**Texto dado**:
▬▬▬▬▬▬▬▬▬▬
En este momento no tenemos claro cómo vamos a armar dicho equipo, pero te vamos a considerar como un interesado para ser parte de éste.  
Creo que para empezar, podrías mandarnos una noticia o artículo para presentarla al equipo de prensa y a los directores para ver qué opinan de él. Si es del agrado de ellos, podríamos ponernos en contacto contigo para ver la menra de llegar a un acuerdo... ¿qué opinas? 
En todo caso, ya sabes que puedes comunicarte con nosotros a través del foro para lo que necesites, y que además, tienes el foro para publicar la información que desees -siempre y cuando se guarde el respeto necesario-. 
Saludos y estamos en contacto.

----------


## lilo_3alilo@hotmail.com

es buena la idea,yo soy de la libertad,provincia de ascope distrito de casa grande, anexo de mocan.y bueno aqui es una zona de agricultura y parece q los gobiernos no les importa nada,y megustaria q vinieran a informar lo q sucede.bueno yo soy ejecutivo, y tambien me dedico al agro bueno espero q nos visiten porq les estaremos esperando.

----------


## kscastaneda

Cuenten conmigo mi rango de acción por ahora es toda La Libertad, en Enero estaré viajando toda la zona norte del país (Chimbote, Cajamarca, La Libertad, Lambayeque, Piura, Bagua y Tumbes). 
Cordial saludo,

----------


## nando_zavaleta@hotmail.com

Si todavia esta presente este proyecto , tambien me gustaria apoyar , soy de trujillo , Agronomo de profesion y experiencia laboral en cultivo de palto hass, el zona de chavimochic. presto a apoyarlos.
Atte.
Luis Abanto.

----------


## MAYE

SRS
Estoy interesado en el tema ya que soy un agricultor y gandero de la {Prov Gran Chimú en La Libertad...les envio un lin k para que tengan algo de información de lo que estoy haciendo...estoy atento a sus instrucciones...gracias.

----------


## MAYE

El link es el http://www.perulactea.com/2011/03/25...n-la-libertad/ 
gracias

----------


## MAYE

Soy el Presidente de la Asoc de Ganderos de la Prov de Gran Chimú - Cascas, La Libertad, con gusto trabajaría con ustedes como corresponsal y otros. Saludos.
▬▬▬▬▬▬▬▬▬▬
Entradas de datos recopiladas

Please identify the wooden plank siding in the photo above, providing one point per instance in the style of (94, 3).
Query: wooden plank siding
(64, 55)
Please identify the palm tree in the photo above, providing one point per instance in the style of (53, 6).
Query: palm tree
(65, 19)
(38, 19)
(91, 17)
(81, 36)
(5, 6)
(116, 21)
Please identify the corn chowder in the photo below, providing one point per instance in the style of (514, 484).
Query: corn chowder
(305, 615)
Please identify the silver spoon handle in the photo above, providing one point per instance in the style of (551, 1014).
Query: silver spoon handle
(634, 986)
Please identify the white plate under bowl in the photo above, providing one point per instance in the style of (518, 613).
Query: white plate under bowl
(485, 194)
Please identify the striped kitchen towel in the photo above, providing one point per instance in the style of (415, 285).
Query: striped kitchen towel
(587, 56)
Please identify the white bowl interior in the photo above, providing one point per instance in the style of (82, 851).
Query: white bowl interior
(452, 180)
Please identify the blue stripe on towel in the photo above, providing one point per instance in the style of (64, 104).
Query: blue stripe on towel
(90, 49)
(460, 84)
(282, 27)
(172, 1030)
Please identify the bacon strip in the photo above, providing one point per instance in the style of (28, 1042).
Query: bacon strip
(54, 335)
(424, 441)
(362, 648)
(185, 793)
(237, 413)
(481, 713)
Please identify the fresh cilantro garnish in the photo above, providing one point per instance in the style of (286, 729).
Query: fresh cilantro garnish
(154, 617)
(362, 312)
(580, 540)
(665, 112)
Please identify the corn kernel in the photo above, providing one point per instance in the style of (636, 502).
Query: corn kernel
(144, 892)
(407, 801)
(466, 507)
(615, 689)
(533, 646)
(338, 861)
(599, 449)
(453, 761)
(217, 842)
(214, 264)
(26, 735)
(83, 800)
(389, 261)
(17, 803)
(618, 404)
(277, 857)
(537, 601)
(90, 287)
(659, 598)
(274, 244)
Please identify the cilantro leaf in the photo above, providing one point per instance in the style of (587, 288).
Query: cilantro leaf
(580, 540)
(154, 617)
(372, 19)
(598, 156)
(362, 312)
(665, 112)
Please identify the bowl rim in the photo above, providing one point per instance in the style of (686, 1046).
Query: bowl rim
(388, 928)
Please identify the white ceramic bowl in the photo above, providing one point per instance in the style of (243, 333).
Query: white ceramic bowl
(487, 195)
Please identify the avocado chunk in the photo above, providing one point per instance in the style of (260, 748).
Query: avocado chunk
▬▬▬▬▬▬▬▬▬▬
**Retos**:
1) Reproduce el tramo del hilo del foro que va desde "## kscastaneda" hasta "Bagua y Tumbes).", cambiando "Chimbote" por "Huaraz".
2) En el hilo del foro, enumera los lugares que kscastaneda menciona entre paréntesis como parte de su viaje de enero por la zona norte del país.
Los ítems no guardan relación con el hilo del foro.

**Soluciones**:
1)
## kscastaneda

Cuenten conmigo mi rango de acción por ahora es toda La Libertad, en Enero estaré viajando toda la zona norte del país (Huaraz, Cajamarca, La Libertad, Lambayeque, Piura, Bagua y Tumbes).

2) Chimbote, Cajamarca, La Libertad, Lambayeque, Piura, Bagua y Tumbes.